* [Kurze Aufgabe 1]: Liste alle Orts- und Ländernamen auf, die im Textauszug über die Roma in Bulgarien genannt werden, jeden nur einmal.

* [Textauszug]:
____________________

Erstellt am: 14. 1. 2015 - 15:22 Uhr
Die Welt ist kleiner geworden
Wir reden und reden. Und in unseren Gesprächen reisen wir von Paris nach Wien, dann nach Bulgarien und dann wieder nach Paris. Die Welt ist kleiner geworden.
CC-BY-SA-2.0 - fsse8info / flickr.com
Neulich wurde von bulgarischen Spezialeinheiten der Polizei eine "Zelle" der IS in einer Romasiedlung in der südbulgarischen Stadt Pazardjik ausgeforscht.
In Bulgarien leben Roma außerhalb der Gesellschaft. Viele gehen gar nicht zur Schule. Ganze Generationen werden Analphabeten, sie haben keine großen Perspektiven für ihr künftiges Leben.
Ich hatte mal einen Bekannten, ein evangelischer Pfarrer, der in den Roma-Communities tätig war. Er meinte, er habe nie so viel ehrlichen Glauben wie dort gesehen. Ich habe mal seine bis zum letzten Platz gefüllte Kirche besucht. Die Menschen schenkten Gott ergeben ihre Seelen. Alle sangen aus vollem Halse.

____________________

* [Datenzeilen]:
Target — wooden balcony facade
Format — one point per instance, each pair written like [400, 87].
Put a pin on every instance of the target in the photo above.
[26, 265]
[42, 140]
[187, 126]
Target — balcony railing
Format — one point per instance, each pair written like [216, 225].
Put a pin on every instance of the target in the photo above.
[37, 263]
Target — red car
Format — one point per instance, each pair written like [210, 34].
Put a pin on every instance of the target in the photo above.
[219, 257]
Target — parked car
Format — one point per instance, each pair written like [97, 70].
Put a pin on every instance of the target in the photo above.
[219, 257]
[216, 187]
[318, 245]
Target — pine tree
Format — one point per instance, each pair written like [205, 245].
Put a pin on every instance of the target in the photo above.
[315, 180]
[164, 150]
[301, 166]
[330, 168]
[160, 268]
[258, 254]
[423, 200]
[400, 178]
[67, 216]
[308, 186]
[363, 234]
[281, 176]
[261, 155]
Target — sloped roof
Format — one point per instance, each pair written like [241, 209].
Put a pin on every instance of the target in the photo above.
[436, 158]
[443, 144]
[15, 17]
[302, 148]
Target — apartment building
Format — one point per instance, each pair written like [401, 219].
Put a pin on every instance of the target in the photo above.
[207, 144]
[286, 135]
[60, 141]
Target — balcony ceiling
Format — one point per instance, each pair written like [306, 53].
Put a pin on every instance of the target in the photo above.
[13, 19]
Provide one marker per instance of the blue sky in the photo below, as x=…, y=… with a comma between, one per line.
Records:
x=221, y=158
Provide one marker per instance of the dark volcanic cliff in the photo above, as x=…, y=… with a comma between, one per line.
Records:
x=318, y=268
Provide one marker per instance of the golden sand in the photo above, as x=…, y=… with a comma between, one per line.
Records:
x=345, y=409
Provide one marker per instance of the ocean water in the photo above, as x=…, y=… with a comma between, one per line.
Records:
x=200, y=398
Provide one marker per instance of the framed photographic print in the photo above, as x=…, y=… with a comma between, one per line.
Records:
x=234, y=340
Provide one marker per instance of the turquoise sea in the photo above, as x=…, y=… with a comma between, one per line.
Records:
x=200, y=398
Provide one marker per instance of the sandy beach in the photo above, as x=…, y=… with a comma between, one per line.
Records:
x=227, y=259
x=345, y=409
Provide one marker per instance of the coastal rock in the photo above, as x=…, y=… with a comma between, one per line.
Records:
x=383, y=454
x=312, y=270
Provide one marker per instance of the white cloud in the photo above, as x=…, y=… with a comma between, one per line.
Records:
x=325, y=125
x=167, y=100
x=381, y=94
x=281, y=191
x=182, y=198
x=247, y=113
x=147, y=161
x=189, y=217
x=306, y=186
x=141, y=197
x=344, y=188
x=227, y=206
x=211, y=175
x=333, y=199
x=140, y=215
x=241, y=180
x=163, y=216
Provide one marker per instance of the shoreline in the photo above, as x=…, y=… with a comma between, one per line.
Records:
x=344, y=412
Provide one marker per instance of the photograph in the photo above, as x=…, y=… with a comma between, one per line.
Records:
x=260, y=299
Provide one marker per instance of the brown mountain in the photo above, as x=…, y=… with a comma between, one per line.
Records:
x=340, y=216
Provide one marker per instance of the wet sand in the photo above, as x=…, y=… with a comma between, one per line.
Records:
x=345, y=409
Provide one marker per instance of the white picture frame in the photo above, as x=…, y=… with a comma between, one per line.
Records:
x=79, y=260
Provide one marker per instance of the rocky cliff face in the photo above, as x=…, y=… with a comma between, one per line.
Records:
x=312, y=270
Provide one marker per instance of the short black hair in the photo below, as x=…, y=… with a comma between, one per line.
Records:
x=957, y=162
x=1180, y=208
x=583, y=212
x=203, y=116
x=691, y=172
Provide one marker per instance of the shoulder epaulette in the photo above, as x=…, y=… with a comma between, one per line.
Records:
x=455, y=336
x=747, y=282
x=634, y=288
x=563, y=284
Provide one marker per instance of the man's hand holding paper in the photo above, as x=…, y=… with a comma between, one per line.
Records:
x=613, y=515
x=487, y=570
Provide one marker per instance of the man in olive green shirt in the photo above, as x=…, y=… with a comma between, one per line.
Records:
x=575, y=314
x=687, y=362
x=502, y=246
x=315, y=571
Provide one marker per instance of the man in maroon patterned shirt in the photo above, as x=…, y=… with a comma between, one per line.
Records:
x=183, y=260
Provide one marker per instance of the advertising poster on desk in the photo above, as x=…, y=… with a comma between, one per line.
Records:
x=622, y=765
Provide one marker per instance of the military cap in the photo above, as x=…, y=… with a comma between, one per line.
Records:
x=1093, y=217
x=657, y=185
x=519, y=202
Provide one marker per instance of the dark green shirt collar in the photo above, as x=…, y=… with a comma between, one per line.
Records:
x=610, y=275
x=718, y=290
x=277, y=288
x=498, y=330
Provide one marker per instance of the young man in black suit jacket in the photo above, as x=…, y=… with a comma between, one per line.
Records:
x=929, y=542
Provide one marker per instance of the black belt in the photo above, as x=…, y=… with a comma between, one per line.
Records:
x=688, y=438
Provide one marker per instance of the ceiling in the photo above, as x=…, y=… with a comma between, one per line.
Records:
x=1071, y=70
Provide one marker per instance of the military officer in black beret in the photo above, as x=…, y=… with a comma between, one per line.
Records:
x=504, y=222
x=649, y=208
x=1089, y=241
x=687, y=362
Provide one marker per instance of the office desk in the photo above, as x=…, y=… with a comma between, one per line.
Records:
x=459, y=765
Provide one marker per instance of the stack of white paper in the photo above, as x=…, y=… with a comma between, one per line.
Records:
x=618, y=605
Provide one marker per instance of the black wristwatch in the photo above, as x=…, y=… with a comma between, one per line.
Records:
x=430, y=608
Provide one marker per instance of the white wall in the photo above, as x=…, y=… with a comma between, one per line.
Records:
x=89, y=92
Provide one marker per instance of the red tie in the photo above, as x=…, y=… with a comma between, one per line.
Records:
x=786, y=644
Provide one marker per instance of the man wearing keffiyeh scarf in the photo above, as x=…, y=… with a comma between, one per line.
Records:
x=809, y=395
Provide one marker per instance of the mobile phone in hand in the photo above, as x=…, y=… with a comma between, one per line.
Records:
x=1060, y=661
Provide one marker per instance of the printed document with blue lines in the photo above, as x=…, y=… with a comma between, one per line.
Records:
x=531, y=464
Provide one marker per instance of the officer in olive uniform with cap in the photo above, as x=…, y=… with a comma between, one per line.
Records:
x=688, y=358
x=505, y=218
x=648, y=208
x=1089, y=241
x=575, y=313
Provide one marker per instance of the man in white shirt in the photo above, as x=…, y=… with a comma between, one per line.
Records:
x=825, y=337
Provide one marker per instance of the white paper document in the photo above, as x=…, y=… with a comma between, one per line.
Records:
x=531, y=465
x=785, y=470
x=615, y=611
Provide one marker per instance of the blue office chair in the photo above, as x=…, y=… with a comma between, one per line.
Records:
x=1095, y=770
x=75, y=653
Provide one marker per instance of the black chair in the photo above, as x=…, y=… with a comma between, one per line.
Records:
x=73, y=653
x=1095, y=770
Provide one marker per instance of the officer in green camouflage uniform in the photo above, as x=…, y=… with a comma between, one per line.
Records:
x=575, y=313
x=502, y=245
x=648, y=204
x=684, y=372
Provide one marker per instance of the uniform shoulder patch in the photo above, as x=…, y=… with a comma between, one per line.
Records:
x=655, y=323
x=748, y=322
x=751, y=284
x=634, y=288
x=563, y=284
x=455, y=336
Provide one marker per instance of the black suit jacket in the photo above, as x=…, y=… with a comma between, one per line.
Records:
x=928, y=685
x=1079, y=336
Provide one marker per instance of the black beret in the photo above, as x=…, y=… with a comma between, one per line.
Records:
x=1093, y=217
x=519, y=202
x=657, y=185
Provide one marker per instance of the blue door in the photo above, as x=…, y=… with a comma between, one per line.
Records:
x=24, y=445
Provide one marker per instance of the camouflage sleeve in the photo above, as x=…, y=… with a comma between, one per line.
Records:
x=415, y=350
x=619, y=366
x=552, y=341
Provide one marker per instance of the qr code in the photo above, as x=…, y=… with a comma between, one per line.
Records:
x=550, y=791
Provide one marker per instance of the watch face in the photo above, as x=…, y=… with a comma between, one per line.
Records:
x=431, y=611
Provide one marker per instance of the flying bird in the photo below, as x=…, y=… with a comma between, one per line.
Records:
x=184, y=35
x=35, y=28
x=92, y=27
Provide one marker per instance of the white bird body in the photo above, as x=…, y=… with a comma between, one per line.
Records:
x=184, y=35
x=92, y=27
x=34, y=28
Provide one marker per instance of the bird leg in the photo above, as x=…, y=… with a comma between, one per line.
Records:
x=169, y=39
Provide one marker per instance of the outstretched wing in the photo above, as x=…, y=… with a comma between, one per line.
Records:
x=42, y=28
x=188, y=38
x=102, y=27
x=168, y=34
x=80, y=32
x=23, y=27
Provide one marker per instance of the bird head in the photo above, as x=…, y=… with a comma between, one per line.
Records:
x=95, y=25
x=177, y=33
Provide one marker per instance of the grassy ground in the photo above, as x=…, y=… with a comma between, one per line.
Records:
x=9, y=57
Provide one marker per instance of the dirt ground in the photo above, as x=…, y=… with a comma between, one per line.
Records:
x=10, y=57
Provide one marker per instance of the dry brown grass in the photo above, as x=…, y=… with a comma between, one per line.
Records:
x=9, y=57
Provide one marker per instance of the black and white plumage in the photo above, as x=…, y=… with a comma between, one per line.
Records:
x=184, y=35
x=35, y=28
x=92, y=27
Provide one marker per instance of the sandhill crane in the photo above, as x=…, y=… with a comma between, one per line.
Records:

____________________

* [Kurze Aufgabe 2]: Entnimm den Datensätzen die Zeilen unverändert, beginnend mit der Zeile, die „Provide one marker per instance of the black chair“ enthält, und weiter bis einschließlich der Zeile, die „x=552, y=341“ enthält.

* [Antwort 1]: Paris, Wien, Bulgarien, Pazardjik

* [Antwort 2]:
Provide one marker per instance of the black chair in the photo above, as x=…, y=… with a comma between, one per line.
Records:
x=73, y=653
x=1095, y=770
Provide one marker per instance of the officer in green camouflage uniform in the photo above, as x=…, y=… with a comma between, one per line.
Records:
x=575, y=313
x=502, y=245
x=648, y=204
x=684, y=372
Provide one marker per instance of the uniform shoulder patch in the photo above, as x=…, y=… with a comma between, one per line.
Records:
x=655, y=323
x=748, y=322
x=751, y=284
x=634, y=288
x=563, y=284
x=455, y=336
Provide one marker per instance of the black suit jacket in the photo above, as x=…, y=… with a comma between, one per line.
Records:
x=928, y=685
x=1079, y=336
Provide one marker per instance of the black beret in the photo above, as x=…, y=… with a comma between, one per line.
Records:
x=1093, y=217
x=519, y=202
x=657, y=185
Provide one marker per instance of the blue door in the photo above, as x=…, y=… with a comma between, one per line.
Records:
x=24, y=445
Provide one marker per instance of the camouflage sleeve in the photo above, as x=…, y=… with a comma between, one per line.
Records:
x=415, y=350
x=619, y=366
x=552, y=341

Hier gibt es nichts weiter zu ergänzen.